Page text:
'''

IN THE MATTER OF FLEMINGTON-RARITAN REGIONAL BOARD OF EDUCATION - and FLEMINGTON-RARITAN EDUCATION ASSOCIATION -

Annotate this Case


NOT FOR PUBLICATION WITHOUT THE

APPROVAL OF THE APPELLATE DIVISION

 

SUPERIOR COURT OF NEW JERSEY

APPELLATE DIVISION

DOCKET NO. A-1167-10T4


IN THE MATTER OF

FLEMINGTON-RARITAN REGIONAL

BOARD OF EDUCATION,


Petitioner-Appellant,


and


FLEMINGTON-RARITAN

EDUCATION ASSOCIATION,


Respondent-Respondent.

________________________________________________________________


Argued June 1, 2011 Decided June 27, 2011

 

Before Judges Baxter and Koblitz.

 

On appeal from the Public Employment Relations Commission, Docket No. SN-2010-053.

 

David W. Carroll argued the cause for appellant (Parker McCay, P.A., attorneys; Mr. Carroll, on the briefs).

 

Keith Waldman argued for the cause for respondent (Selikoff & Cohen, P.A. attorneys; Mr. Waldman and Kathleen L. Kirvan, on the brief).

 

Don Horowitz, Deputy General Counsel, argued the cause for the Public Employment Relations Commission (Mr. Horowitz, attorney, and on the statement in lieu of brief).

 

PER CURIAM


Flemington-Raritan Regional Board of Education (Board) appeals from a September 23, 2010 final agency decision of the Public Employment Relations Commission (PERC) that required the Board to arbitrate a grievance filed by the Flemington-Raritan Regional Education Association (Association) concerning the elimination of summer work hours for four groups of employees who were members of the Association. We affirm.

I.

The Board and the Association were parties to a collective negotiation agreement covering the period July 1, 2007 through June 30, 2010. The agreement contained a provision requiring the following categories of staff members to be available for summer work if needed: media specialists, library clerks, computer teachers, school nurses, child study team members, members of the guidance department, "gifted and talented" teachers, and autism program staff.

In the spring of 2009, the Board was faced with significant financial constraints that necessitated budgetary restrictions. At its March 30, 2009 public hearing on the proposed budget, the Board proposed to reduce its expenditures for four categories of employees in the amount of $531,434. The budget was approved by the voters at the annual school election in April 2009. The Board proposed to eliminate more than 84,000 summer work hours for those categories of employees.

'''

Provided records:
'''

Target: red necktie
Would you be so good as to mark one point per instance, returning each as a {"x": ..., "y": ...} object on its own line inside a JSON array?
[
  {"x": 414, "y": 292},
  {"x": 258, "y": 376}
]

'''

Directives:
A. Put this sentence from the court opinion into Spanish: "The budget was approved by the voters at the annual school election in April 2009."
B. Reproduce the court opinion word for word from "Respondent-Respondent." to "Baxter and Koblitz.".
You won't need the records for this work.

Answers to the problems:
A. El presupuesto fue aprobado por los votantes en la elección escolar anual de abril de 2009.

B.
Respondent-Respondent.

________________________________________________________________


Argued June 1, 2011 Decided June 27, 2011

 

Before Judges Baxter and Koblitz.